▶ **The problem**: Retype the records below word for word and omit any image.

▶ **Given data**:

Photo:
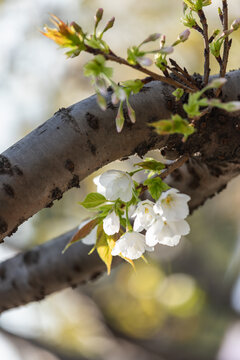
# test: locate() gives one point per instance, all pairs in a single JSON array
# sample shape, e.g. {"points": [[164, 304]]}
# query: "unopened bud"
{"points": [[184, 35], [109, 24], [98, 16], [216, 83], [152, 37], [236, 24], [144, 61], [167, 50]]}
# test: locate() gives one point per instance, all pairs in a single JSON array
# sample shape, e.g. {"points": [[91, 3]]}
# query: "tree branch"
{"points": [[71, 145]]}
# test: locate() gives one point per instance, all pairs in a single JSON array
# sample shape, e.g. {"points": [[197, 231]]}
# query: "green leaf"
{"points": [[178, 93], [215, 47], [160, 61], [197, 5], [156, 186], [174, 125], [104, 246], [97, 43], [82, 233], [133, 86], [96, 67], [151, 164], [134, 53], [120, 118], [93, 200]]}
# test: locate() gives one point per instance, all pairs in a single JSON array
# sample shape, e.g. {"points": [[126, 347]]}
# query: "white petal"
{"points": [[111, 223], [90, 239], [100, 189], [117, 184], [130, 245], [170, 241], [153, 233]]}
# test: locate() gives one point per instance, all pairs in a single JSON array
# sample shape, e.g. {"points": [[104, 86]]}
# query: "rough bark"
{"points": [[32, 275], [74, 143], [78, 140]]}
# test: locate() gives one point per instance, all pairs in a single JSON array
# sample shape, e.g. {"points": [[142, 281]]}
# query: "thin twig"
{"points": [[113, 57], [198, 28], [183, 78], [204, 23], [185, 73], [223, 68], [177, 164]]}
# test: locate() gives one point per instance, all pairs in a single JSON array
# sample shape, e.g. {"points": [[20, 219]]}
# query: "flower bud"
{"points": [[184, 35], [236, 24]]}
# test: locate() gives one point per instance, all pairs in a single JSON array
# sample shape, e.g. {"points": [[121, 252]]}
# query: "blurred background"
{"points": [[185, 304]]}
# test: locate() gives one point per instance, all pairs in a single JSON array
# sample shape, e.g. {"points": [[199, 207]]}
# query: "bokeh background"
{"points": [[185, 304]]}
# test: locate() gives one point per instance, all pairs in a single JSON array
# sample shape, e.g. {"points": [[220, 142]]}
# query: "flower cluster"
{"points": [[126, 225]]}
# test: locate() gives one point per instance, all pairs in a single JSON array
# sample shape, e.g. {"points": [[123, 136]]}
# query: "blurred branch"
{"points": [[71, 145], [32, 275], [23, 343]]}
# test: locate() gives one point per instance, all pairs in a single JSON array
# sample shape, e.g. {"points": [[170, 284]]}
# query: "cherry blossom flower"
{"points": [[144, 215], [111, 223], [114, 184], [166, 232], [131, 245], [90, 239], [172, 205]]}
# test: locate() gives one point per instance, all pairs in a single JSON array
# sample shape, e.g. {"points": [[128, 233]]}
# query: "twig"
{"points": [[198, 28], [177, 164], [113, 57], [223, 68], [204, 23], [183, 78], [185, 73]]}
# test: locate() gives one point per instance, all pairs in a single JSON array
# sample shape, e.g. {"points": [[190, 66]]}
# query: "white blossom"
{"points": [[90, 239], [184, 35], [172, 205], [166, 232], [114, 184], [131, 245], [111, 223], [144, 215]]}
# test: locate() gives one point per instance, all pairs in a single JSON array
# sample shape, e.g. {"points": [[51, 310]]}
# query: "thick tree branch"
{"points": [[32, 275], [72, 144]]}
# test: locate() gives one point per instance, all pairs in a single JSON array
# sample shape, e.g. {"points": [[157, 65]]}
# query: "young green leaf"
{"points": [[81, 233], [178, 93], [156, 186], [93, 200], [151, 164], [104, 246], [174, 125]]}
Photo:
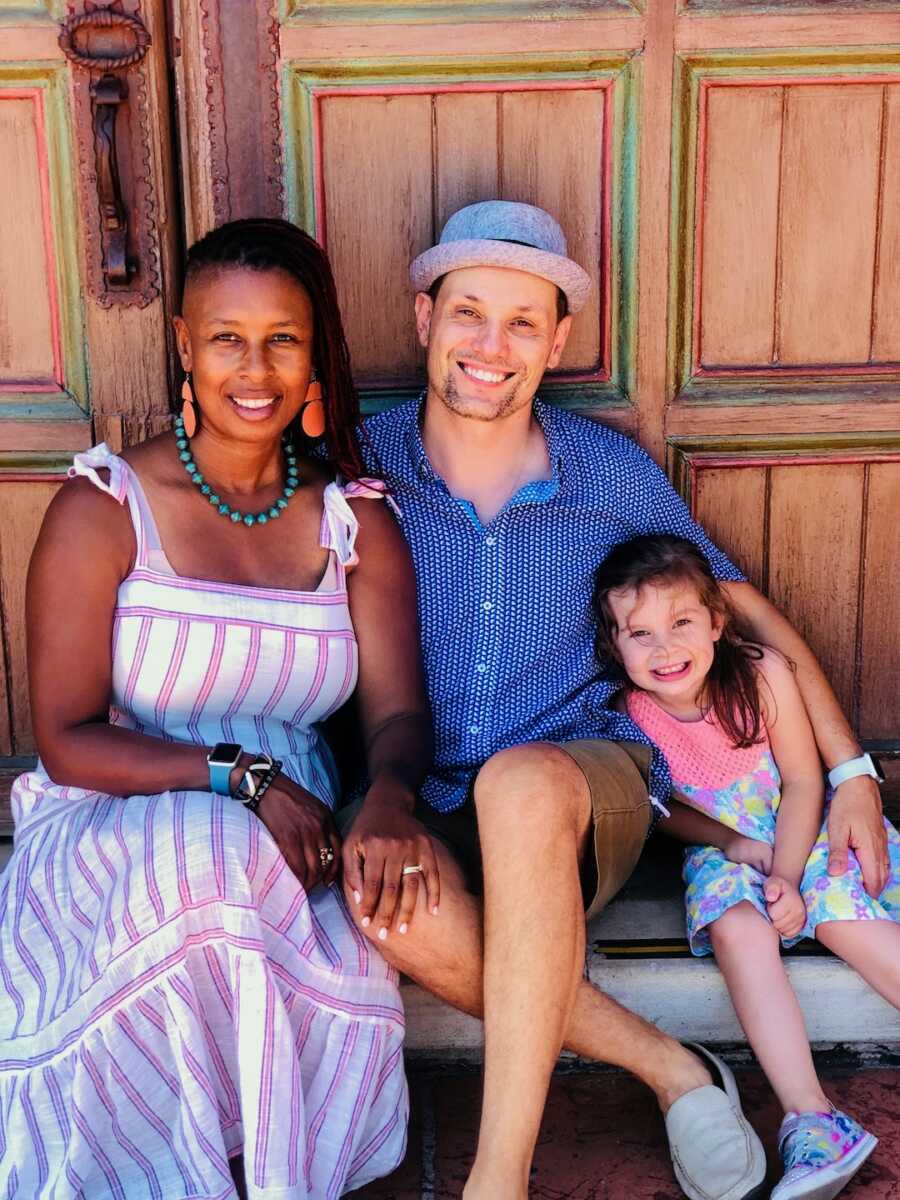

▶ **Response to the exercise**:
Photo:
# test: locate() gives one point per instance, all pairs in a single JSON array
# sample shape, e.g. {"points": [[164, 304]]}
# query: "unopened bud"
{"points": [[184, 35], [109, 24], [98, 16], [216, 83], [152, 37], [236, 24], [144, 61], [167, 50]]}
# test: locate() gives one point per instance, all pairs in a single JSON array
# sample shape, e.g. {"points": [[91, 3]]}
# query: "tree branch"
{"points": [[71, 145]]}
# test: locate() gives one point per instance, all pairs in a single JSON array
# sample shape, e.g. {"points": [[197, 231]]}
# query: "green leaf"
{"points": [[178, 93], [215, 47], [160, 61], [197, 5], [156, 186], [174, 125], [104, 246], [97, 43], [82, 233], [133, 86], [96, 67], [151, 164], [134, 53], [120, 118], [93, 200]]}
# test: locate() gives one point per instance, all pairs in a single JSON array
# sample shape, e.g. {"points": [[126, 347]]}
# query: "white petal"
{"points": [[111, 223], [90, 239], [100, 189], [117, 184], [130, 245], [170, 241], [153, 233]]}
# test: locate() gives one point per instance, all pairs in a single JSON array
# sample shape, e.g. {"points": [[104, 86]]}
# query: "rough bark"
{"points": [[32, 275], [74, 143], [78, 140]]}
# test: locate() gives one point per instance, all pairs in a single JSON array
# sample shape, e.g. {"points": [[142, 281]]}
# query: "thin twig"
{"points": [[113, 57], [198, 28], [183, 78], [204, 23], [185, 73], [223, 68], [177, 164]]}
# test: locate() gives one point per instance, all pairs in a single JSON array
# sample shape, e.g. {"points": [[20, 219]]}
# query: "flower bud"
{"points": [[184, 35], [236, 24]]}
# test: locate() gives one point per instance, all pairs in a single JSON array
# sample shape, e.g. {"points": [[121, 252]]}
# query: "blurred background"
{"points": [[185, 304]]}
# test: locate() gives one point per instance, all pairs in a single JSON array
# sample shape, e.g. {"points": [[199, 207]]}
# query: "bokeh background"
{"points": [[185, 304]]}
# test: locate() gives one point per instance, all pairs in a single JSON array
# sample shape, e.g. {"points": [[220, 142]]}
# query: "flower cluster"
{"points": [[126, 225]]}
# test: locate() gives one point per instance, all pairs in a single JSON array
# sample shape, e.g. {"points": [[123, 136]]}
# query: "blurred branch"
{"points": [[71, 145], [32, 275], [23, 343]]}
# test: locate() gives one point per instance, all pairs in a single JSON array
# sample shape, e.g. {"points": [[170, 284]]}
# query: "cherry blossom flower"
{"points": [[144, 215], [111, 223], [114, 184], [166, 232], [131, 245], [90, 239], [172, 205]]}
# test: locate() gives one point per instance, all pairs in a single JSON array
# sample shape, e.g. {"points": [[128, 233]]}
# query: "twig"
{"points": [[198, 28], [177, 164], [113, 57], [223, 68], [204, 23], [183, 78], [185, 73]]}
# test: locate() gives one point per instance, all pairs in a single JSON array
# sample shape, e.g. {"points": [[190, 66]]}
# query: "white blossom"
{"points": [[90, 239], [184, 35], [172, 205], [166, 232], [114, 184], [131, 245], [111, 223], [144, 215]]}
# test: locate() gives one point per instance, all pairs in a single JSON array
# sample shape, e.g. {"points": [[51, 310]]}
# query: "thick tree branch"
{"points": [[32, 275], [72, 144]]}
# test: locate() gives one point per instance, all pairs in a single JSON array
# sample shape, e.g. {"points": [[157, 65]]}
# query: "young green leaf"
{"points": [[81, 233], [178, 93], [156, 186], [93, 200], [151, 164], [104, 246], [174, 125]]}
Photo:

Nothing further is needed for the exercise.